Problem statement >> In your copy, leave out the pictures and repeat the entries below exactly.

(Photo-based point labeling data)
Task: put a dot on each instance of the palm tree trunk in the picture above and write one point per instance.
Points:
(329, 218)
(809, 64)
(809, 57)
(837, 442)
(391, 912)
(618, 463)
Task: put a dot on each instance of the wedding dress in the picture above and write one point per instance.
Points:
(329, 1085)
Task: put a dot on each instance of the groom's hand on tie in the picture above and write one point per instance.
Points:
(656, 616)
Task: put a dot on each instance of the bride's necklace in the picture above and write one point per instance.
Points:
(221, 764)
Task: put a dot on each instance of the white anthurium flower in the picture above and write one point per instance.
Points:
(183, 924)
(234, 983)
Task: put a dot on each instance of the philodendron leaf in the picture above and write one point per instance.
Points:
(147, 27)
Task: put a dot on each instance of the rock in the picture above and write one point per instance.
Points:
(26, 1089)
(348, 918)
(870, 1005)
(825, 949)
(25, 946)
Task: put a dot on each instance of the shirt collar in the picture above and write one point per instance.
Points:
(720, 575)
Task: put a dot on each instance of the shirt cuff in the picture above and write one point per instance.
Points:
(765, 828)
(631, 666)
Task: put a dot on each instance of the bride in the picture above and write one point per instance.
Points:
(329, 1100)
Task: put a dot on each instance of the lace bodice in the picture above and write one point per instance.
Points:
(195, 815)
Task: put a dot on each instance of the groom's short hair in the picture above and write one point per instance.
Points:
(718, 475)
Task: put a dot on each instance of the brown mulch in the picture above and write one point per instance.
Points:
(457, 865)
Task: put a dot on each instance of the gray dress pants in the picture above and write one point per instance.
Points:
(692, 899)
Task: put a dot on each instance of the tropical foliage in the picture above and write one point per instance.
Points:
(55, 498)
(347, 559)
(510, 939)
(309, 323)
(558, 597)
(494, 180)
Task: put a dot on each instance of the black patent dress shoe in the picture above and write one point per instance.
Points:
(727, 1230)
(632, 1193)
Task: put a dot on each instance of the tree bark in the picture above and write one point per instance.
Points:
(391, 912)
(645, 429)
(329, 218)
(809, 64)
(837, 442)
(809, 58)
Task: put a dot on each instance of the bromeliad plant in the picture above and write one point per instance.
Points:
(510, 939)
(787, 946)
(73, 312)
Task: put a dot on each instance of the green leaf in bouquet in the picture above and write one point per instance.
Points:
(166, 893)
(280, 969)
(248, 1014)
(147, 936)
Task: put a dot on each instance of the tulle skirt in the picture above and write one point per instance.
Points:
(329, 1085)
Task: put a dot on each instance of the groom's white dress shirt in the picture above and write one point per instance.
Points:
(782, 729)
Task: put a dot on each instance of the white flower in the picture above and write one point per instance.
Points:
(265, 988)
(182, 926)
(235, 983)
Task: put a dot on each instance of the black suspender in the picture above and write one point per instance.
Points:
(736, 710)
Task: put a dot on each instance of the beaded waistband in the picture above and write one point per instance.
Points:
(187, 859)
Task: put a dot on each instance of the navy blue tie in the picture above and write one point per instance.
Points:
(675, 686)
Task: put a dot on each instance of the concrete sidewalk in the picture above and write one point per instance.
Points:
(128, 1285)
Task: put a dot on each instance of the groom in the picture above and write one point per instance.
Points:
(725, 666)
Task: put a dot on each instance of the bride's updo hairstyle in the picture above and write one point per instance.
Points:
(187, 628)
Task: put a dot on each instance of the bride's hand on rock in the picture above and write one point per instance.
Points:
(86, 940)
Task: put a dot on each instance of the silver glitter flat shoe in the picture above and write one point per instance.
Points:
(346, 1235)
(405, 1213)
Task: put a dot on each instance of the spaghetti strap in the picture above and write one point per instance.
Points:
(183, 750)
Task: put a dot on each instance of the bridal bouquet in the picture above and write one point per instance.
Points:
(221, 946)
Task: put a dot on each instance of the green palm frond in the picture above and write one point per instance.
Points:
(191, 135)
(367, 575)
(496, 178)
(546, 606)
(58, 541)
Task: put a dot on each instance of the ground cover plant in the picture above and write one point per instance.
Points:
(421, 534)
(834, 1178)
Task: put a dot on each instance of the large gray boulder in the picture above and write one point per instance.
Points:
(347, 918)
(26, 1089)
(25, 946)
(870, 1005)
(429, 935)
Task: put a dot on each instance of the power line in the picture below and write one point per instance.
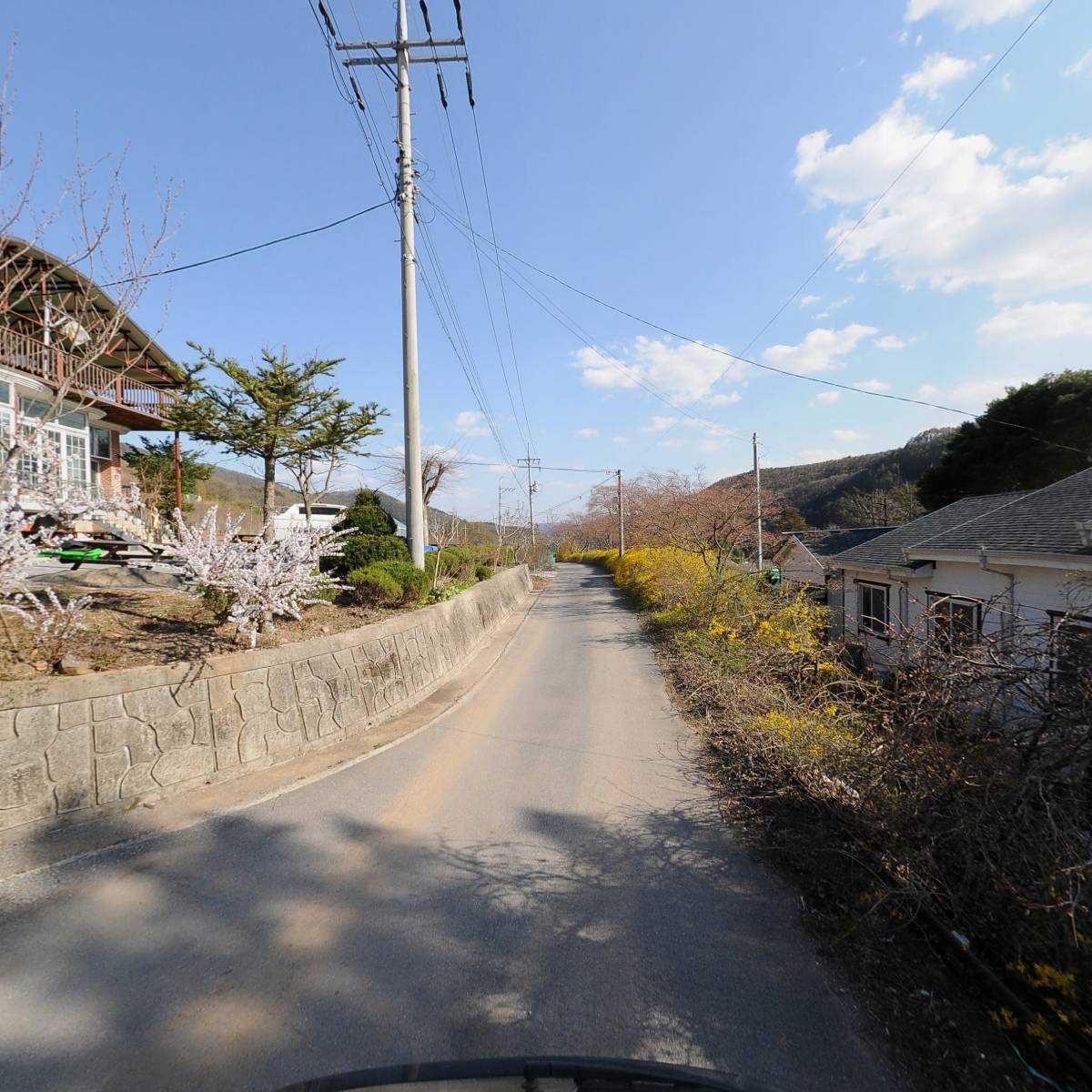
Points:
(372, 136)
(751, 360)
(485, 290)
(249, 250)
(573, 327)
(898, 178)
(767, 367)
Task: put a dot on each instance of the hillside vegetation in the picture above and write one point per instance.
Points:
(823, 490)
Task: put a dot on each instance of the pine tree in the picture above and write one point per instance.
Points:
(273, 412)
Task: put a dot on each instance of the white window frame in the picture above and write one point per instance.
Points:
(945, 600)
(57, 430)
(868, 623)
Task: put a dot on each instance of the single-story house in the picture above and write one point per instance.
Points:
(976, 567)
(803, 561)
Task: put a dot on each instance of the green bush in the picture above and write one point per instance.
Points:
(413, 581)
(374, 587)
(365, 517)
(359, 551)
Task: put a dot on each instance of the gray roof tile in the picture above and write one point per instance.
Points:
(890, 549)
(1038, 522)
(824, 544)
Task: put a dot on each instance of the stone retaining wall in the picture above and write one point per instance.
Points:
(74, 747)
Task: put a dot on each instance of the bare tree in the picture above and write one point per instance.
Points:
(438, 468)
(106, 249)
(314, 478)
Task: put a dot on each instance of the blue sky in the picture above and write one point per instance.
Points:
(687, 163)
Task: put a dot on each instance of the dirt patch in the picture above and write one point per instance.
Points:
(936, 1026)
(132, 627)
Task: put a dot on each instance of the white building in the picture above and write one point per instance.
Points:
(977, 566)
(804, 561)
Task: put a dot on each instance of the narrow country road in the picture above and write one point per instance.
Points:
(540, 871)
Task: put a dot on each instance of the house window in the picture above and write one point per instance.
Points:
(76, 458)
(99, 453)
(873, 609)
(955, 622)
(1071, 665)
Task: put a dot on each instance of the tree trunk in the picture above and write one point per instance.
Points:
(268, 500)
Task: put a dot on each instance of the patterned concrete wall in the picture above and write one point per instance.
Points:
(71, 746)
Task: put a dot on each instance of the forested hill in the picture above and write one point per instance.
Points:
(822, 490)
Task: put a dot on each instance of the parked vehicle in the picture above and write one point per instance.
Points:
(323, 517)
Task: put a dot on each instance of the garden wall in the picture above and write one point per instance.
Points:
(74, 747)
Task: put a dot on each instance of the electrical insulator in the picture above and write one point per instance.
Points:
(325, 12)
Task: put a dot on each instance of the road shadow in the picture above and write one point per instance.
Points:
(251, 951)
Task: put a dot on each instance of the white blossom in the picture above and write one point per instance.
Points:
(266, 580)
(207, 554)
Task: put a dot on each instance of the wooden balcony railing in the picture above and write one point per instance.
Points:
(85, 380)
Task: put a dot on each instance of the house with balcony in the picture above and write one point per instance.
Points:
(70, 359)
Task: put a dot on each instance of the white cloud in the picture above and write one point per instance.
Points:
(1038, 322)
(819, 454)
(1080, 65)
(834, 306)
(890, 342)
(1019, 223)
(681, 369)
(820, 350)
(966, 14)
(659, 424)
(470, 423)
(972, 396)
(937, 71)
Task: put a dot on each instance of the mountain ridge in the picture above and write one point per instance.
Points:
(822, 490)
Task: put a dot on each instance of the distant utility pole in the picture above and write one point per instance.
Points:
(622, 520)
(529, 462)
(758, 500)
(396, 58)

In response >>
Task: put a dot on each instance of the palm tree trunk in the picture above and write one point per instance.
Points:
(329, 218)
(809, 64)
(809, 57)
(837, 442)
(391, 912)
(618, 463)
Task: put a dot on each instance of the wedding dress in the picture above and write one point per instance.
Points:
(329, 1085)
Task: put a dot on each instance of the groom's hand on tie in the picture above and write one point per instance.
Points:
(656, 616)
Task: put a dot on each instance of the bride's necklace in the picture above and write one point per instance.
Points:
(221, 764)
Task: put a dot on each instance of the white anthurium flower in the picture above and write one point per instance.
Points:
(183, 924)
(234, 983)
Task: put a dot on each instance of the philodendron leaf in the picture above and write one point per instance.
Points:
(147, 27)
Task: put a dot on each instance of the rock in the picture above and write one point per instance.
Points:
(26, 1089)
(348, 918)
(870, 1005)
(825, 949)
(25, 946)
Task: put a dot on each instance of the shirt collar in the picture above and write one point per instance.
Points:
(720, 575)
Task: put a dot on each instance of the shirt cuff in the picture above and write one point per instance.
Points:
(765, 828)
(631, 666)
Task: put a dot on each instance of the bride in the picture above and write one point per instance.
Points:
(329, 1100)
Task: put a dot on each instance of the lace bodice in the picture above and write one point per instance.
Points:
(195, 815)
Task: put a dot on each instance of the groom's short hair in the picture above and write one point per instance.
Points:
(718, 475)
Task: put a dot on each instance of the brown mulch in the picture above and write one point per instance.
Points:
(457, 865)
Task: put a dot on each instance of the gray dress pants in the picture above and write one point per instance.
Points:
(692, 899)
Task: put a dot on each instance of the tropical foliage in the picture above and write one point per instance.
Points:
(55, 498)
(347, 559)
(510, 939)
(309, 323)
(558, 597)
(494, 180)
Task: put a dot on each instance of the black patent dress shoe in the picture above and write one point per instance.
Points:
(727, 1230)
(632, 1193)
Task: put a dot on each instance of the tree bark in the picture above and write one point per instance.
Points:
(391, 912)
(645, 429)
(329, 218)
(809, 64)
(837, 442)
(809, 58)
Task: put a dot on each instance of the bromeliad plant in the picture above and write one point per instance.
Points:
(510, 939)
(787, 946)
(73, 312)
Task: put a dot on each instance of the green leaf in bouquet in the picture above and write one point per instance.
Points:
(166, 893)
(280, 969)
(248, 1014)
(147, 936)
Task: put a dot on each instance of the tulle skirt in the picture above and write one point per instance.
Points:
(329, 1085)
Task: put a dot on each instance of the groom's white dress shirt in the picture above and write one point per instance.
Points:
(782, 729)
Task: put a dot on each instance of the white flower in the picture above and write one point per instance.
Points:
(265, 988)
(182, 926)
(235, 983)
Task: put a dot on each instance of the black suspender in the picture above and write one point per instance.
Points:
(736, 710)
Task: put a dot on each instance of the beaded waistband in the picture above and write one point per instance.
Points:
(187, 859)
Task: put a dot on each instance of the navy blue tie in the picture above and write one point per instance.
Points:
(675, 686)
Task: put a dot on each instance of the concrete sidewalk in the picture above and write one point per instance.
Points:
(128, 1285)
Task: put a dot on each instance of the groom in the picture above and write one point per instance.
Points:
(725, 666)
Task: put a dot on each instance of the bride's updo hairstyle in the picture above and write one point per instance.
Points:
(187, 628)
Task: put a dot on each instance of the bride's hand on rock in the picture above and write one point per instance.
Points:
(86, 940)
Task: put a dot on each instance of the silver glitter flat shoe in the picture above and write one point per instance.
Points:
(346, 1235)
(405, 1213)
Task: put a dot on each instance of the spaghetti strap in the picture above and write one point per instance.
Points:
(183, 750)
Task: put a dot on each instance of the bridal bouquet in the picture above and write one point per instance.
Points:
(221, 946)
Task: put a dot on each instance of the green palm frond in the picture above and write one point per instance.
Points:
(191, 135)
(367, 575)
(496, 178)
(546, 606)
(58, 541)
Task: put a dot on each instance of the ground cover plant in the picture above and write one point per instance.
Points:
(421, 534)
(834, 1178)
Task: put a dot on each instance of the large gray boulder in the picture above and write one point per instance.
Points:
(347, 918)
(26, 1089)
(25, 946)
(870, 1005)
(429, 935)
Task: put a dot on each instance of the power line in the picture below and write one point per instance.
Points:
(372, 136)
(751, 360)
(485, 290)
(249, 250)
(573, 327)
(898, 178)
(767, 367)
Task: put a dot on each instance of the hillside vegetation in the picture above and write one point per instance.
Points:
(823, 490)
Task: put a dot on each instance of the pine tree in the picture above and write one point per instance.
Points:
(273, 412)
Task: put a dot on each instance of the white window frame in the picture above and write one point per instance.
Points:
(945, 600)
(57, 430)
(868, 623)
Task: put a dot on each instance of the single-story house in the picture above and write one point per instance.
Points:
(976, 567)
(803, 561)
Task: put a dot on each instance of the green bush in the picture above and write one point per instance.
Points:
(413, 581)
(374, 587)
(365, 517)
(359, 551)
Task: put a dot on each instance of the gray roof tile in the picture above and write one point per instance.
Points:
(890, 549)
(1038, 522)
(824, 544)
Task: put a dot on each instance of the stone retaining wall in the picture above and write one point per instance.
Points:
(74, 747)
Task: put a dot on each instance of the bare tree in the picture above and write one point per instance.
Points:
(438, 468)
(106, 249)
(314, 478)
Task: put a dot on each instance of the blue sky in the picture above and write one point per instance.
Points:
(687, 163)
Task: put a dot on each instance of the dirt patch in the picture above and write one point per instance.
Points:
(936, 1026)
(132, 627)
Task: put a dot on each instance of the white building in the picture above and write one point per instance.
Points:
(977, 566)
(804, 561)
Task: put a dot on each instance of the narrow country road in the picture above and write one point per instance.
Points:
(540, 871)
Task: put a dot on each instance of the house window in the picture above and write one point per instance.
Points:
(76, 458)
(99, 453)
(873, 609)
(955, 622)
(1071, 665)
Task: put a dot on each instance of the tree trunk in the picture above and write one point per instance.
Points:
(268, 500)
Task: put a dot on each instance of the patterned concrete wall in the picture above and write one point per instance.
Points:
(71, 746)
Task: put a dot on each instance of the forested hill in the picture above and write one point per instance.
Points:
(822, 490)
Task: put a dot on each instance of the parked vehicle in the picture above and write one point per instance.
Points:
(323, 517)
Task: put a dot on each instance of the garden wall in the picture above and write one point per instance.
Points:
(74, 747)
Task: put a dot on each instance of the electrical insulator in the picture above and write one point per instance.
Points:
(325, 12)
Task: put a dot on each instance of the road shadow in the picture above and write one point per instance.
Points:
(251, 951)
Task: put a dot on each instance of the white blossom in the picture above and write one point per instance.
Points:
(266, 580)
(207, 554)
Task: put a dot on each instance of the wooden balcony railing in the picture above and write one point per instance.
Points:
(85, 380)
Task: put a dot on each instance of the house with balcony in the picture above and write one point per instance.
Points:
(70, 359)
Task: put a dot on each instance of the white cloud in the picture above and write one point per instance.
Points:
(1038, 322)
(819, 454)
(1080, 65)
(834, 306)
(890, 342)
(1019, 223)
(681, 369)
(820, 350)
(966, 14)
(659, 424)
(470, 423)
(972, 396)
(937, 71)
Task: put a dot on each instance of the mountain ridge in the picture above and write one point per instance.
Points:
(822, 490)
Task: put a dot on each instance of the distant utility pole in the picture above and write one point per instance.
Points:
(622, 520)
(529, 462)
(758, 500)
(396, 58)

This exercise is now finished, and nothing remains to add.